◆ TEXTE DE L'EXERCICE ◆
==*==

Ils demandent également un cadre règlementaire pour les produits pharmaceutiques, dispositifs médicaux, et compléments alimentaires. Les pharmaciens insistent sur la compétence exclusive du pharmacien dans le domaine du médicament, de la fabrication à la distribution, garantissant ainsi la qualité et la sécurité pour la santé publique.

Les praticiens souhaitent changer le statut juridique de l’officine, permettre l’installation sous forme de SUARL ou SARL, et améliorer les conditions de travail en allégeant les tâches administratives. Ils recommandent l’adoption de l’ordonnance électronique pour éviter les erreurs et faciliter l’accès aux médicaments.

Le renouvellement de la convention avec la CNAM toujours en attente

Les pharmaciens soulèvent également des préoccupations liées à la CNAM, appelant à régler les problèmes de financement des caisses, respecter les obligations conventionnelles pour les délais de paiement, et éviter des mesures unilatérales telles que la migration vers la carte électronique sans un avenant définissant les modalités de travail.

La Convention sectorielle entre les pharmaciens et la CNAM arrive à échéance à la fin de décembre 2023 et doit être renouvelée. A cet égard, selon un communiqué diffusé ce mardi 19 décembre 2023, le syndicat souligne l’absence, jusqu’à cette date, d’un accord de renouvellement de la convention tout en se montrant ouvert au dialogue avec la CNAM pour trouver une solution garantissant le droit des citoyens aux soins et préservant les droits des pharmaciens dans les meilleures conditions.

Manquants et pénuries de médicaments

Sallem Ghrairi affirme que le cycle des pénuries en médicaments n’a pas cessé depuis 2018. Selon lui on compte actuellement environ 270 produits manquants.

==*==

◆ ENTRÉES EXTRAITES ◆
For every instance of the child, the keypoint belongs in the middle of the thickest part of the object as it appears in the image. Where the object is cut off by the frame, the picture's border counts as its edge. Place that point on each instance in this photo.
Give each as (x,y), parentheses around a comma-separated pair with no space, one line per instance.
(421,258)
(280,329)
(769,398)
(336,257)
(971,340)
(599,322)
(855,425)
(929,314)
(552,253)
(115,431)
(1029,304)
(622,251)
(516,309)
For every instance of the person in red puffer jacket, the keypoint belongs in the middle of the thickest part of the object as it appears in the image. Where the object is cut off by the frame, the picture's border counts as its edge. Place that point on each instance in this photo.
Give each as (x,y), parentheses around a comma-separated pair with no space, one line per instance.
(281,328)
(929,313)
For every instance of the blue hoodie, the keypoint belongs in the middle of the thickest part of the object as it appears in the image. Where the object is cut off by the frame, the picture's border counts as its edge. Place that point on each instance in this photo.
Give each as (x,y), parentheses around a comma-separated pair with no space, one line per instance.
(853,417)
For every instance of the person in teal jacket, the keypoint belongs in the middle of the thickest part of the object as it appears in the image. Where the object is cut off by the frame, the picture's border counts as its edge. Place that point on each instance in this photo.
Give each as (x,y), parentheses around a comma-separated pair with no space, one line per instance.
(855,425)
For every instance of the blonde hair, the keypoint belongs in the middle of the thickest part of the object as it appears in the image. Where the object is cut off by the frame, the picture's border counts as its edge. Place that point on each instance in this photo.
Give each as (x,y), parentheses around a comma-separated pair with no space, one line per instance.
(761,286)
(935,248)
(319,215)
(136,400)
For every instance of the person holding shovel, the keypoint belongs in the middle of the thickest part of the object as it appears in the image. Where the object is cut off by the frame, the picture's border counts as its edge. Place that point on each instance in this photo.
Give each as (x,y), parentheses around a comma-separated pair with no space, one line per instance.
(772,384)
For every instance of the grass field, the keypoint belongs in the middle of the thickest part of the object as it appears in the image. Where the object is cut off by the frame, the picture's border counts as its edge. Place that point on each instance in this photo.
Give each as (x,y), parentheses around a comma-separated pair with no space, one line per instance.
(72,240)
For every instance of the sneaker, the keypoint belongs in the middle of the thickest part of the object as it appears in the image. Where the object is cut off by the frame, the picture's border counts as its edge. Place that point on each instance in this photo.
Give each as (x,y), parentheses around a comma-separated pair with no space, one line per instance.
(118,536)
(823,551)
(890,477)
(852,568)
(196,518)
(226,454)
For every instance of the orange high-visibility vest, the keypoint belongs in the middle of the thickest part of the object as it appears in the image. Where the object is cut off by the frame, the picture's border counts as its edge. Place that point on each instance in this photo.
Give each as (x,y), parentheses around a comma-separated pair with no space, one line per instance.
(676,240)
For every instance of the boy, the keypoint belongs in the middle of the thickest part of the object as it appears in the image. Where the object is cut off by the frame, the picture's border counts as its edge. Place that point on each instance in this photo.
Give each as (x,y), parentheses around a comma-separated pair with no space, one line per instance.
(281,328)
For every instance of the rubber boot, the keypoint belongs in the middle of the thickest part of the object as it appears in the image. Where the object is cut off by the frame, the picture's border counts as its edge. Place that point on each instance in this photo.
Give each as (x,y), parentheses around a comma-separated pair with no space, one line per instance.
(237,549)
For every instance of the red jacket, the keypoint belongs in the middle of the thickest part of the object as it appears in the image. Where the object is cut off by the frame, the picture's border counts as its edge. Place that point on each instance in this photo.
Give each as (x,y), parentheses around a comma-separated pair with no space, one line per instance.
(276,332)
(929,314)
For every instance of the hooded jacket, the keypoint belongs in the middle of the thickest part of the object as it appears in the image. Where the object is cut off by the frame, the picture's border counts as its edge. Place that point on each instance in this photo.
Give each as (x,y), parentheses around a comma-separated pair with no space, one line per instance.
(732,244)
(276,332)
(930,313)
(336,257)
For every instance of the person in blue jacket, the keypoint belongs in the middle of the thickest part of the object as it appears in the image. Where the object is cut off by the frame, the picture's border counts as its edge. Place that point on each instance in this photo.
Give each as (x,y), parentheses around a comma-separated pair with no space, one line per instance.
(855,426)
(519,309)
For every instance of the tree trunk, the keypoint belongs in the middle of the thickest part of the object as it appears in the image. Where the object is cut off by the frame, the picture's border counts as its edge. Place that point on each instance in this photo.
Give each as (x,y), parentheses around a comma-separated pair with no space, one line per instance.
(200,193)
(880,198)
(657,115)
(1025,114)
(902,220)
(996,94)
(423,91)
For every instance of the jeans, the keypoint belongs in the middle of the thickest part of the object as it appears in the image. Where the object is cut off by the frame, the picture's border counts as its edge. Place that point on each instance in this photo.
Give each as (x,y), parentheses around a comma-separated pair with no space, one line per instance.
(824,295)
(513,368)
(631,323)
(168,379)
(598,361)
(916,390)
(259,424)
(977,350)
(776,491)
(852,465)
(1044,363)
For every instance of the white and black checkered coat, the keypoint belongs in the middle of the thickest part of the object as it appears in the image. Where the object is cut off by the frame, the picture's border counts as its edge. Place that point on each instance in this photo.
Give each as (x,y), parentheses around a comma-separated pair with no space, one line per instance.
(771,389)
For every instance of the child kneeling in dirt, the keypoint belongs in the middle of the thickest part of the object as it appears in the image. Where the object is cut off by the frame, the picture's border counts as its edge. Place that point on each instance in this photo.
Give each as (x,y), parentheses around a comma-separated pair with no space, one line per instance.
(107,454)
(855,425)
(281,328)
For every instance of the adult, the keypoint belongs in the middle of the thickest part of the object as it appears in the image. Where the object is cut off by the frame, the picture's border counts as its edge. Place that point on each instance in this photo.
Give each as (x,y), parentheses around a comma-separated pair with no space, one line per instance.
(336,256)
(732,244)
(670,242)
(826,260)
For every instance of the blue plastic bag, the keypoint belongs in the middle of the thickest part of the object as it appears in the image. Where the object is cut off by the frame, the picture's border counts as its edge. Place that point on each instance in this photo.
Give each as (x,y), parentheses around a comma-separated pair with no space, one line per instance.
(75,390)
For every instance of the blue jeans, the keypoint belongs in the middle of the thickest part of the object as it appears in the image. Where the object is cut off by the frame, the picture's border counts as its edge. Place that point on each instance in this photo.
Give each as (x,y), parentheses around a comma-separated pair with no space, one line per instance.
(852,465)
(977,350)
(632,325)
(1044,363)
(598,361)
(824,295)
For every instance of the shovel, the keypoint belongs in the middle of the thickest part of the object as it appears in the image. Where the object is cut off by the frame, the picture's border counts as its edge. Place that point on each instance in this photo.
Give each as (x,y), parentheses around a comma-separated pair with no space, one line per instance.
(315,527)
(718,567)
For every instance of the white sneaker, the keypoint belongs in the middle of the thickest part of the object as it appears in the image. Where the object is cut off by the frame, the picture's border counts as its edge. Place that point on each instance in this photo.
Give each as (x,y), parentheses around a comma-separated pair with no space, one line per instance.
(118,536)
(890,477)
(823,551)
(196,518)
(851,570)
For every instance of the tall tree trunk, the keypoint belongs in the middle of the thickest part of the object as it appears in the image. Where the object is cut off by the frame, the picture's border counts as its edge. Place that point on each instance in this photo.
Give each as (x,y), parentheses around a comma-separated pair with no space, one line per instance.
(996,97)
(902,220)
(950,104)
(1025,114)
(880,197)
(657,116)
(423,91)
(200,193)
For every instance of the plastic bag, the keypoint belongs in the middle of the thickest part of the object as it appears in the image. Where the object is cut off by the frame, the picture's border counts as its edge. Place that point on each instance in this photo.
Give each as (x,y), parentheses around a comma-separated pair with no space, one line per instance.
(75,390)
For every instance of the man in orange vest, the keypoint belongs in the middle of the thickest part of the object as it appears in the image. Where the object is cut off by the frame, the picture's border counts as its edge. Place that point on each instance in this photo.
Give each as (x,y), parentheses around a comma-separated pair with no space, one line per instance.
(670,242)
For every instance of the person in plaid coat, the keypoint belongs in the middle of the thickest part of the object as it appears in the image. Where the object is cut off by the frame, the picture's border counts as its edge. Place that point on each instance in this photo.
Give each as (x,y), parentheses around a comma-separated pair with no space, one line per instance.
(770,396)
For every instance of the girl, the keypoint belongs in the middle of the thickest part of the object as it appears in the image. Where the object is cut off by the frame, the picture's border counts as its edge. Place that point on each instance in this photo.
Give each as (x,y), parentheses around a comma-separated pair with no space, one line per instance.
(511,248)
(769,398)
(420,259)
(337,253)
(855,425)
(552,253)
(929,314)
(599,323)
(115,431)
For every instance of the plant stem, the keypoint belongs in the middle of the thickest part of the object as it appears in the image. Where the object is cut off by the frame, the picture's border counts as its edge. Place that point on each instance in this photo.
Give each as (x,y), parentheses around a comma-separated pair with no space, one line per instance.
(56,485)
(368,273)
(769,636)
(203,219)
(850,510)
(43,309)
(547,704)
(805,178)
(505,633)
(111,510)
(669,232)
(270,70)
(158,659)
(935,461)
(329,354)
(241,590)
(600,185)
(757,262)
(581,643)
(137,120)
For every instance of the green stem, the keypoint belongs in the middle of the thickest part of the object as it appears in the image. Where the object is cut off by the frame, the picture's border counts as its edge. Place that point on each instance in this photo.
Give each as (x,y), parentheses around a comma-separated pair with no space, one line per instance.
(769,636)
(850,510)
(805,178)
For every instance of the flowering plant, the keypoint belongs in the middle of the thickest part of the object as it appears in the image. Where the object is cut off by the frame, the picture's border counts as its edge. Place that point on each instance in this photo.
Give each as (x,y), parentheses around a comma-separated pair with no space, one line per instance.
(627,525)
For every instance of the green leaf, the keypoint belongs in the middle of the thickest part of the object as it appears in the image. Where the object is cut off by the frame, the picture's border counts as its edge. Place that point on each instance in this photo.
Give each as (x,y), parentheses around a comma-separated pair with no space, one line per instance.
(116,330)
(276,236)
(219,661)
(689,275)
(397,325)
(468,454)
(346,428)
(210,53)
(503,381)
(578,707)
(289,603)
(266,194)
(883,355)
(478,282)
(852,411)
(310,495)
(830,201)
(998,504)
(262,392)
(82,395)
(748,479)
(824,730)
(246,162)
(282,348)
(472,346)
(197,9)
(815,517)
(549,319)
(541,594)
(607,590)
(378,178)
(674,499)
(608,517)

==*==

◆ CONSIGNES DE TRAVAIL ◆
(a) Recopiez le passage du texte sur les pharmaciens en commençant par « La Convention sectorielle » et en allant jusqu'à « 270 produits manquants. », et remplacez-y « syndicat » par « collectif ».
(b) D'après le texte sur les pharmaciens, quand la Convention sectorielle entre les pharmaciens et la CNAM arrive-t-elle à échéance ?
(c) Veuillez poursuivre le texte sur les pharmaciens à partir de sa dernière phrase.

◆ CORRIGÉ DE L'EXERCICE ◆
(a)
La Convention sectorielle entre les pharmaciens et la CNAM arrive à échéance à la fin de décembre 2023 et doit être renouvelée. A cet égard, selon un communiqué diffusé ce mardi 19 décembre 2023, le collectif souligne l’absence, jusqu’à cette date, d’un accord de renouvellement de la convention tout en se montrant ouvert au dialogue avec la CNAM pour trouver une solution garantissant le droit des citoyens aux soins et préservant les droits des pharmaciens dans les meilleures conditions.

Manquants et pénuries de médicaments

Sallem Ghrairi affirme que le cycle des pénuries en médicaments n’a pas cessé depuis 2018. Selon lui on compte actuellement environ 270 produits manquants.

(b) À la fin de décembre 2023.

(c)
« Les médicaments sont en partie fabriqués en Tunisie ou importé par la Pharmacie centrale de Tunisie (PCT) qui en a le monopole. Il y a environ 35 industriels pharmaceutiques qu’il s’agisse de laboratoires nationaux ou d’entreprises internationales ayant des unités de production en Tunisie », précise-t-il.

Par ailleurs, la couverture des besoins en médicaments par la production locale est d’environ 60% (elle n’était que de 14% en 1990). « Mais les difficultés financières que traverse le pays ces dernières années ont eu des conséquences néfastes sur le secteur. Ainsi, certains laboratoires étrangers se sont désinvestis du pays et d’autres locaux sont actuellement en difficulté », poursuit le pharmacien.

Les pharmaciens jouent également un rôle social

Le secteur officinal comprend plus de 2400 pharmacies, judicieusement réparties à travers tout le territoire, fournissant un service continu, tant de jour que de nuit, tout au long de l’année. L’obtention du diplôme de pharmacien, accompagné d’un doctorat, nécessite une formation universitaire d’au moins 6 années.

« Bien que notre rôle principal consiste à délivrer les médicaments prescrits en veillant à l’absence d’anomalies, à expliquer au patient la bonne utilisation de son traitement et à prodiguer des conseils hygiéno-diététiques adaptés, nous sommes également investis d’une mission de santé publique plus étendue en tant qu’éducateurs sanitaires et promoteurs de la prévention de la santé », explique Sallem Ghrairi.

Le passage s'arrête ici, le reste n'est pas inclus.